__Questions to answer__.
1 – Decide whether each statement below agrees with the Ben Venue closure article, answering yes or no and quoting the article's deciding words.
(a) The Bedford plant has been under an FDA consent decree since January.
(b) Boehringer has already spent about $700 million on remediation at the plant.
(c) The plant makes sterile injectables sold under the Bedford Laboratories brand.
2 – Transcribe word for word the stretch of the Ben Venue closure article from "The Bedford plant" through "up to code.".

__Given passage__.
1,100 jobs to go as Ben Venue confirms closure of Bedford unit
pharmafile | October 7, 2013 | News story | Manufacturing and Production, Sales and Marketing |Â Â Ben Venue, Boehringer, FDAÂ
Boehringer Ingelheim is calling time on its troubled facility in Ohio operated by Ben Venue Laboratories and says it will close down production by the end of the year.
The Bedford plant has been operating under a Food and Drug Administration (FDA) consent decree since January after a series of Good Manufacturing Practice (GMP) violations, including sterility failures for injectable products and inadequate hygiene standards.
Boehringer said in a statement towards the end of last week that it had already spent some $350 million on remediation at the plant – which makes sterile injectables sold under the Bedford Laboratories brand as well as producing drugs for other companies – and estimates it would have to absorb operating losses of $700 million or more in order to bring it up to code.

Records in a dataset:

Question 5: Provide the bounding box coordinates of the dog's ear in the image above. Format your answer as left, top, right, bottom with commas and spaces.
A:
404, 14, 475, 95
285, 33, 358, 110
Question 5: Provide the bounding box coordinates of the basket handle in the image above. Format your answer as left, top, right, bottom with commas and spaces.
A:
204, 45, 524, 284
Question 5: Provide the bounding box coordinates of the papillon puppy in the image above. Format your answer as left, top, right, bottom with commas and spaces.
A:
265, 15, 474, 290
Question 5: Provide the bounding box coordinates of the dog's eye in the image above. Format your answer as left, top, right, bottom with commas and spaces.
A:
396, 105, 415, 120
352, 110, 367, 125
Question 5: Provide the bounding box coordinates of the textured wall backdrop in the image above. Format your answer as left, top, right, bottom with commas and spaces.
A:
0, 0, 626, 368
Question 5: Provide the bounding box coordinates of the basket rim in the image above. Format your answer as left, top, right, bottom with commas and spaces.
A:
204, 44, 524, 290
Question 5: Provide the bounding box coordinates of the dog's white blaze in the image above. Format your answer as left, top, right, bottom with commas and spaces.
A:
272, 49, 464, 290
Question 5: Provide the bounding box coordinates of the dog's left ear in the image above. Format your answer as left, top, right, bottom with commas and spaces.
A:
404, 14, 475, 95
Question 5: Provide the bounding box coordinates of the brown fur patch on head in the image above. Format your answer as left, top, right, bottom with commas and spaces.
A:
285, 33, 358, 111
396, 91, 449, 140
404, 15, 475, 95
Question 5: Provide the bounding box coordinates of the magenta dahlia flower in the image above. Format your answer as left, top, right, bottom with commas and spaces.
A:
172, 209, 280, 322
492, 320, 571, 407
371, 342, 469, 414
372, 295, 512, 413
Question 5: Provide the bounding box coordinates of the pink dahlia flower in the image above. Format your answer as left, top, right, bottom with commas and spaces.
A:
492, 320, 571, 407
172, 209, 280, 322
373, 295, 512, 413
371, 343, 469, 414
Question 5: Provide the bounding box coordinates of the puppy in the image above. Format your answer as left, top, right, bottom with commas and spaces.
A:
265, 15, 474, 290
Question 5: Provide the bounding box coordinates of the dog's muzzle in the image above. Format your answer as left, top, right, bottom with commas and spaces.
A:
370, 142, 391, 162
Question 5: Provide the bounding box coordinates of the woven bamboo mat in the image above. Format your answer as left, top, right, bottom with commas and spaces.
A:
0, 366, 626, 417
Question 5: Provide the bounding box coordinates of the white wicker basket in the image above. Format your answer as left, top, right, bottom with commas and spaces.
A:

__Answers to the tasks__.
1 –
(a) Yes: "The Bedford plant has been operating under a Food and Drug Administration (FDA) consent decree since January"
(b) No: "it had already spent some $350 million on remediation at the plant"
(c) Yes: "which makes sterile injectables sold under the Bedford Laboratories brand"

2 –
The Bedford plant has been operating under a Food and Drug Administration (FDA) consent decree since January after a series of Good Manufacturing Practice (GMP) violations, including sterility failures for injectable products and inadequate hygiene standards.
Boehringer said in a statement towards the end of last week that it had already spent some $350 million on remediation at the plant – which makes sterile injectables sold under the Bedford Laboratories brand as well as producing drugs for other companies – and estimates it would have to absorb operating losses of $700 million or more in order to bring it up to code.